* **WHAT TO DO**: Pull out every line of the records that contains the word "flower", copying each one in full.

* **GIVEN ENTRIES**:
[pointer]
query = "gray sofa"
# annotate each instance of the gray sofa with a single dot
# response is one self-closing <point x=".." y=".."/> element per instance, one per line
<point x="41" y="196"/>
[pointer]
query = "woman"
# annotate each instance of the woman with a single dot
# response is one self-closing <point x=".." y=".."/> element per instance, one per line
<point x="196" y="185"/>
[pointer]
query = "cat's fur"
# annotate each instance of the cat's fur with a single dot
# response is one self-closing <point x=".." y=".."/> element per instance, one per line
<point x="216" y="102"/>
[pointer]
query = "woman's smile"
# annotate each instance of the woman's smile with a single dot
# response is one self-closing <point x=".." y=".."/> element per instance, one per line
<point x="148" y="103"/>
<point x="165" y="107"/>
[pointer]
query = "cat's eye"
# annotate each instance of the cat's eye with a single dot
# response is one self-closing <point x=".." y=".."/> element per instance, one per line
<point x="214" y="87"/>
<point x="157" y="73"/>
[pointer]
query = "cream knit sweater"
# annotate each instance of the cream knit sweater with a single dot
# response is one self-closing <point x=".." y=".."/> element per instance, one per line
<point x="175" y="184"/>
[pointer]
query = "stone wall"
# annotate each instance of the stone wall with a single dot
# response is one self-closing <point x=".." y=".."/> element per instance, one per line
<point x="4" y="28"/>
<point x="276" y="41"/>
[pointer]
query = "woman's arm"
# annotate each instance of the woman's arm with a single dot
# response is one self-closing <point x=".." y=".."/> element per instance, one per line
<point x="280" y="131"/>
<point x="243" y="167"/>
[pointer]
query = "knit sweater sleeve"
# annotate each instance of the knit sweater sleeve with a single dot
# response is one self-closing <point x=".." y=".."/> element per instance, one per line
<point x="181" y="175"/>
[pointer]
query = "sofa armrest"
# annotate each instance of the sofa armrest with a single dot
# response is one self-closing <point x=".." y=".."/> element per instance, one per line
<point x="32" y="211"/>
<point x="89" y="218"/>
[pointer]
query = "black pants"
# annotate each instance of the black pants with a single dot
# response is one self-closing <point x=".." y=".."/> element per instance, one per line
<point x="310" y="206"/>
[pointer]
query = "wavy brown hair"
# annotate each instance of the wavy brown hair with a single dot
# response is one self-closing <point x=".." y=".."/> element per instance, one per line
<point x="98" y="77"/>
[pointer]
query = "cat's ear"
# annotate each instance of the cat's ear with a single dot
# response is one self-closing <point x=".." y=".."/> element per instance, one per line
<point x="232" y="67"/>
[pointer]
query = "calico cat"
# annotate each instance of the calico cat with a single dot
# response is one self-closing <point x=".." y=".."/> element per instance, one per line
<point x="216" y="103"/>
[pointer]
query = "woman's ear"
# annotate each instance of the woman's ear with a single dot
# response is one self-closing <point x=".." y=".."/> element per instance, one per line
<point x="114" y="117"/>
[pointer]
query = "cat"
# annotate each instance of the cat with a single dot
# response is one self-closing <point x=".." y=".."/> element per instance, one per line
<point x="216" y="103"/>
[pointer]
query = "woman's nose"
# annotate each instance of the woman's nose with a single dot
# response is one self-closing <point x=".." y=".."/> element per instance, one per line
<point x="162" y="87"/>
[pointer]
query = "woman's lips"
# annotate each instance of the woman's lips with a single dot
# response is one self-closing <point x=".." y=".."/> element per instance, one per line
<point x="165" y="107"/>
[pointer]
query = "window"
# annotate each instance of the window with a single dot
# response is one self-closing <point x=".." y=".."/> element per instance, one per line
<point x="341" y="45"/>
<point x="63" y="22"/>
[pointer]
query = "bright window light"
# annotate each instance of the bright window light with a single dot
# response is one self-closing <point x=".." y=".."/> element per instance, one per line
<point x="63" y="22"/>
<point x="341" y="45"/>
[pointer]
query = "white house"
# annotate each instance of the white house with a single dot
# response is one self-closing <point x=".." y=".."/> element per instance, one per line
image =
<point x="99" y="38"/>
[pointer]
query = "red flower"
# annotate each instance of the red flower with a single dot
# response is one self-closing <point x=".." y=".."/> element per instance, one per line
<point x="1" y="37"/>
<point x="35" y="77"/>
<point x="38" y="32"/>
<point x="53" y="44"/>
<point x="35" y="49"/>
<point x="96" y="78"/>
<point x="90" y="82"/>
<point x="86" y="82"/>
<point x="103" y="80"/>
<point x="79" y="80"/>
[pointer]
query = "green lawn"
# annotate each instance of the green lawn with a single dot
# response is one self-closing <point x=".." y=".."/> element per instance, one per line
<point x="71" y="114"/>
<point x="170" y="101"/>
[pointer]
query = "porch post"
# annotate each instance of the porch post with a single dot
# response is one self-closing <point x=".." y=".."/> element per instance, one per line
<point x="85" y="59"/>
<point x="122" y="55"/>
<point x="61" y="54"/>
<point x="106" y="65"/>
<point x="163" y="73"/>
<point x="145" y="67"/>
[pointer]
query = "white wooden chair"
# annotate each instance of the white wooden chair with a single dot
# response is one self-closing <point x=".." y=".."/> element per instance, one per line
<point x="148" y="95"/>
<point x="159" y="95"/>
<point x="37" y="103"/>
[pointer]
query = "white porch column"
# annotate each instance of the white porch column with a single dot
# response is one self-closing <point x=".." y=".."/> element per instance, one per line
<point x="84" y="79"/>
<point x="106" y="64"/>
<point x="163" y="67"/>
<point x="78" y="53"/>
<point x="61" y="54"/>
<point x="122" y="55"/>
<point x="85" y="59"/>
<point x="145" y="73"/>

* **EXERCISE RESPONSE**:
query = "red flower"
# annotate each instance of the red flower with a single dot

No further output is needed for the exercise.